start

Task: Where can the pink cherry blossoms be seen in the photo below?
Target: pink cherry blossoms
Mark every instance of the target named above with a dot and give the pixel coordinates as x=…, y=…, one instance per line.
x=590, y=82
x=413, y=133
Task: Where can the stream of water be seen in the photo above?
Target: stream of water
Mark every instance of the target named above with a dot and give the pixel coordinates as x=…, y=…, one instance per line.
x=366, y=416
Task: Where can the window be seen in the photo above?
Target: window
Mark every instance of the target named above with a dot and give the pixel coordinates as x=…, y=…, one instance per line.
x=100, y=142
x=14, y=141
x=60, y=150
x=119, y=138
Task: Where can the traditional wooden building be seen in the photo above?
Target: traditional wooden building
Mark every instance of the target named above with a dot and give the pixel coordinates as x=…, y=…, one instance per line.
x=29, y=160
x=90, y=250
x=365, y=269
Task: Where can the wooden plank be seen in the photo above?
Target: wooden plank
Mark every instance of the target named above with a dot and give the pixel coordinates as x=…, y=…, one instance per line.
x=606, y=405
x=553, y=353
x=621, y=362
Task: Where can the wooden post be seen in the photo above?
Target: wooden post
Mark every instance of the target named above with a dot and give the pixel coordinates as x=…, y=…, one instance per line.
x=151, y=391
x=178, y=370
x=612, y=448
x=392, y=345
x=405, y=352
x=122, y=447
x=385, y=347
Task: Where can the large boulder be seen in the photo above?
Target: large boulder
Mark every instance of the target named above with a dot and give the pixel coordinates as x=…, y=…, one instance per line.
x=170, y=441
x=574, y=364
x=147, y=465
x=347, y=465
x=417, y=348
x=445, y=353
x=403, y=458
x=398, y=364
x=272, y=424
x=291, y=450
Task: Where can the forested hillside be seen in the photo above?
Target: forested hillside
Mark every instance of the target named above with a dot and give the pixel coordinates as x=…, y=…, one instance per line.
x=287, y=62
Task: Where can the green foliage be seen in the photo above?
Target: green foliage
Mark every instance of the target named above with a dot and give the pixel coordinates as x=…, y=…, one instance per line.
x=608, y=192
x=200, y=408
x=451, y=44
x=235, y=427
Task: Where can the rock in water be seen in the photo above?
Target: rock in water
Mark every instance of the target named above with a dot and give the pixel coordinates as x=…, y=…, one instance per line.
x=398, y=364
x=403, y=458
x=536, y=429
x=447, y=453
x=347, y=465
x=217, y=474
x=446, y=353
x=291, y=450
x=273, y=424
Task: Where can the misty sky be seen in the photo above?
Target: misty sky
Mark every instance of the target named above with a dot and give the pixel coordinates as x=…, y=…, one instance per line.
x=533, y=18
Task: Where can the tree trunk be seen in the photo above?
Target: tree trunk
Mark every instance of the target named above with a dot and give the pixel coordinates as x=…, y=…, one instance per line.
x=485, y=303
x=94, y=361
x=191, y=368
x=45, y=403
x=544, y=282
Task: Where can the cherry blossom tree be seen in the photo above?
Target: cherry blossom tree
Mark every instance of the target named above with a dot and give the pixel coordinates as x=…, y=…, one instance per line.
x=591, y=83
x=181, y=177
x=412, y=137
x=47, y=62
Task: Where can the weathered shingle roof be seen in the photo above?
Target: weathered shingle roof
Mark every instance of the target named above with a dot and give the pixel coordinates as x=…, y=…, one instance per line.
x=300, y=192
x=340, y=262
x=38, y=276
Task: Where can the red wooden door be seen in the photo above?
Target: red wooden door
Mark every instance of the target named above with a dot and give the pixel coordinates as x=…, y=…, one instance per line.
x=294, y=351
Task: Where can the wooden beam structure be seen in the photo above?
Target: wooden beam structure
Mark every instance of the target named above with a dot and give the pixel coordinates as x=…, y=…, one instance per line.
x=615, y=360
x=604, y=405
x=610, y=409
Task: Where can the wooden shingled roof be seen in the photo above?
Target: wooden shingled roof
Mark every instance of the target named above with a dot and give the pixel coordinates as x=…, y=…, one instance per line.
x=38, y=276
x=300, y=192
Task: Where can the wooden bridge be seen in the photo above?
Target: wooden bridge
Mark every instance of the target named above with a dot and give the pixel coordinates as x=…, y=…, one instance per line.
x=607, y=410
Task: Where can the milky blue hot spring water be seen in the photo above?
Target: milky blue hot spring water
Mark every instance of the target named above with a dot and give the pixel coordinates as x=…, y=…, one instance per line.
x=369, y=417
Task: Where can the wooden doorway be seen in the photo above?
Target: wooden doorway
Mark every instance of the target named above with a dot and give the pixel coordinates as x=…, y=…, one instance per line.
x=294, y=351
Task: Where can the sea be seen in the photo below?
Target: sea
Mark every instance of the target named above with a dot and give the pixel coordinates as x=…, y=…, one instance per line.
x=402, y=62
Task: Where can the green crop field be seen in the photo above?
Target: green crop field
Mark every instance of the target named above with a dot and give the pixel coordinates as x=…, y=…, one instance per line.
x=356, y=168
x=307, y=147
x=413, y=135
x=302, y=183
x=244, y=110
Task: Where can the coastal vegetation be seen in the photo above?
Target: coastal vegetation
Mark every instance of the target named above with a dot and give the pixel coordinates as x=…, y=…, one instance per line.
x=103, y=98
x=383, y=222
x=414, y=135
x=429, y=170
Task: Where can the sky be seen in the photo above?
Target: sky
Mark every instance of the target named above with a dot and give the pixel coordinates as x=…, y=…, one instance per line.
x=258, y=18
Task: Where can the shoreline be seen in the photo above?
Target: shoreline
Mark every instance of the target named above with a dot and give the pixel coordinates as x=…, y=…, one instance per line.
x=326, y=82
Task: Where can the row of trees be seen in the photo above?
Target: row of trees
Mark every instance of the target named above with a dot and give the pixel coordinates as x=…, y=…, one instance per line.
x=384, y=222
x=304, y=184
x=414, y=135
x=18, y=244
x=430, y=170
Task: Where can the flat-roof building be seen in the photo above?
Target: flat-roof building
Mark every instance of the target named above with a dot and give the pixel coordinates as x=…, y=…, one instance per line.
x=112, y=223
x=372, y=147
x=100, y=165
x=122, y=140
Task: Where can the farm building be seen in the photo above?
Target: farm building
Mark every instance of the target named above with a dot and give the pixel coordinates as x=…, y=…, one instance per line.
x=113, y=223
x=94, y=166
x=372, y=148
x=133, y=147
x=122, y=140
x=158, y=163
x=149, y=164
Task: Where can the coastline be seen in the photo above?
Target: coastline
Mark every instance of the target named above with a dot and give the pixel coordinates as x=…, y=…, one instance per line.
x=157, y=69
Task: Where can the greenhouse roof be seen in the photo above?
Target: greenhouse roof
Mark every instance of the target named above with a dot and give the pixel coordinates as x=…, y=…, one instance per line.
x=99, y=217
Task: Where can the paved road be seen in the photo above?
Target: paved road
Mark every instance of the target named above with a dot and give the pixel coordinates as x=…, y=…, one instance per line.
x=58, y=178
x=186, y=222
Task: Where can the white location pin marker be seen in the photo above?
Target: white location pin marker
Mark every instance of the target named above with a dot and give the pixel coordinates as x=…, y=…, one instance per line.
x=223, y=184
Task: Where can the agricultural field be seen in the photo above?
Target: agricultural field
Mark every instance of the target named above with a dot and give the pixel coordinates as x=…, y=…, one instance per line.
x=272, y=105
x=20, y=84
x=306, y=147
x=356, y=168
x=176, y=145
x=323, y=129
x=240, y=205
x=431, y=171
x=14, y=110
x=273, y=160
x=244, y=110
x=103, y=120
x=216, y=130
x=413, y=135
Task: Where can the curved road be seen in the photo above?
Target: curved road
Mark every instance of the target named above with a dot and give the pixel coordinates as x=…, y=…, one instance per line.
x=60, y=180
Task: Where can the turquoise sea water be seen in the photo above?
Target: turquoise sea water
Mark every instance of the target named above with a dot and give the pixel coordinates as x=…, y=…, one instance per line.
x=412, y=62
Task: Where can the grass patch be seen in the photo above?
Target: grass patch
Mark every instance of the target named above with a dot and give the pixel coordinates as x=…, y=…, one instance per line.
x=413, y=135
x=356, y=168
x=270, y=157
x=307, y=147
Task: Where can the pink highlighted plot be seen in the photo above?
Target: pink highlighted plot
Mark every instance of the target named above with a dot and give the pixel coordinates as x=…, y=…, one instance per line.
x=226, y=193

end

Goal
Reproduce the data verbatim, beginning at the line that contains "Task: Where can the wooden plank" and stopping after the line that contains "x=235, y=427".

Result below
Task: Where can the wooden plank be seen in the photo above?
Target: wooden plank
Mark every instance of the target named above with a dot and give the pixel coordinates as x=…, y=…, one instance per line.
x=606, y=405
x=553, y=353
x=621, y=362
Task: Where can the wooden post be seen in the photo above?
Target: wooden post
Mark every instance of the target named above with a dot and give the pixel coordinates as x=…, y=…, one instance per line.
x=151, y=391
x=178, y=370
x=612, y=448
x=392, y=345
x=405, y=352
x=122, y=447
x=385, y=347
Task: Where can the large boulder be seen in the photo above?
Target: large boulder
Mark every instance of the target named above with a dot and give the pixel coordinates as x=…, y=…, one instance per line.
x=170, y=441
x=574, y=364
x=147, y=465
x=347, y=465
x=417, y=348
x=445, y=353
x=403, y=458
x=398, y=364
x=272, y=424
x=291, y=450
Task: Where can the forested hillside be seen in the photo above?
Target: forested hillside
Mark every instance of the target named above with a dot and give the pixel coordinates as x=…, y=…, one instance per line.
x=287, y=62
Task: Where can the green foliage be seen in the photo above?
Target: green foliage
Mark every instance of the target named above with a dot and give the pixel coordinates as x=…, y=…, one instance per line.
x=608, y=192
x=200, y=408
x=451, y=44
x=235, y=427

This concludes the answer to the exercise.